> [Deskripsi Soal] Ubah paragraf dalam kutipan sumber yang dimulai dengan "Islam memiliki banyak ilmu" menjadi daftar poin yang lebih ringkas tanpa menghilangkan fakta utamanya.
##### Kutipan Sumber #####
Perkembangan Tasy'i dalam negara islam dan pendapat ulama
BAB I
PENDAHULUAN
A. Latar
Belakang
Islam memiliki banyak ilmu yang
sangat menarik untuk dikaji, salah satunya yakni fiqih Islam. Dalam fiqih Islam
materi-materinya diambil dari al-Qur'an al-Karim, sabda-sabda dan perbuatan
Rasulullah SAW yang menjelaskan al-Qur'an dan menerangkan maksud-maksudnya.
Itulah yang dikenal dengan as-Sunnah. Selain itu fiqih Islam juga mengambil
materi dari pendapat para fuqaha'. Pendapat-pendapat itu meskipun bersandar
kepada al- Qur'an dan as-Sunnah namun merupakan hasil pemikiran yang telah
terpengaruh oleh pengaruh yang berbeda-beda sesuai dengan masa yang dialami dan
pembawaan-pembawaan jiwa (naluri) bagi setiap faqih.
Perkembangan Hukum Islam tidak dapat
dipungkiri dewasa ini, hal ini disebabkan semakin berkembangnya pengetahuan dan
tekhnologi sehingga syariat Islam senantiasa berkesusaian dengan perkembangan
zaman tersebut. Tidak dapat dipungkiri pula bahwa perkembangan tersebut
merupakan salahsatu faktor penyebab perbedaan pendapat diantara kalangan para
ahli dalm bidangnya, dan tidak jarang pula saling menghujat dan saling
menjatuhkan untuk sebuah pendapat yang diyakininya.
Berdasarkan hal tersebut, maka
dengan memahami secara mendalam dan kaaffah tentang hukum Islam setidaknya akan
mengurangi bahkan meniadakan pertentangan yang dapat memecah belah persatuan
umat Islam, karena memang perbedaan pendapat adalah rahmat dan perpecahan akan
membawa kepada murka Allah dan akan memudahkan umat Islam diadu domba oleh
kalangan yang tidak senang terhadap Islam yakni umat Yahudi dan Nashroni.
B. Rumusan
Masalah
1. Bagaimana pendapat para ulama
tasryi’ I di Asia Tenggara?
2. Bagaimana Perkembangan tasryi’ I di
Malaysia?
3. Bagaimana Perkembangan tasryi’ I di
Brunai Darussalam?
4. Bagaimana Perkembangan tasryi’
I di Filipina?
BAB
II
PEMBAHASAN
A.
##### Bagian Data #####
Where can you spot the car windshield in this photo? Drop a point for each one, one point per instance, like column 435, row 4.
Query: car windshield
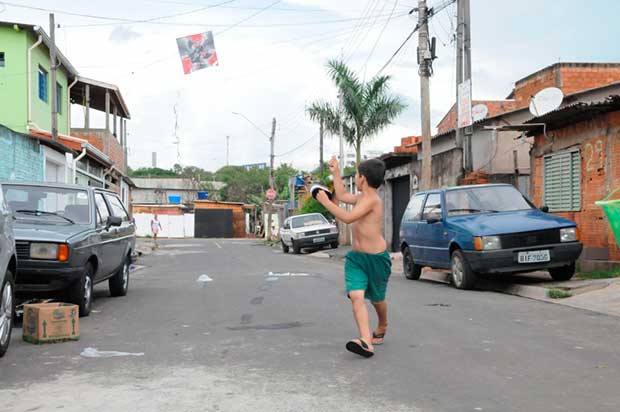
column 309, row 220
column 485, row 199
column 57, row 205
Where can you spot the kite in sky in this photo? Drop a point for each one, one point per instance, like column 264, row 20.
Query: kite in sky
#####
> [Jawaban Lengkap]
- Fiqih Islam adalah salah satu ilmu dalam Islam yang sangat menarik untuk dikaji.
- Materinya diambil dari al-Qur'an al-Karim serta sabda dan perbuatan Rasulullah SAW yang menjelaskan al-Qur'an dan maksud-maksudnya, yang dikenal sebagai as-Sunnah.
- Fiqih Islam juga mengambil materi dari pendapat para fuqaha'.
- Pendapat-pendapat tersebut bersandar pada al-Qur'an dan as-Sunnah, tetapi merupakan hasil pemikiran yang dipengaruhi oleh masa yang dialami dan pembawaan jiwa (naluri) setiap faqih.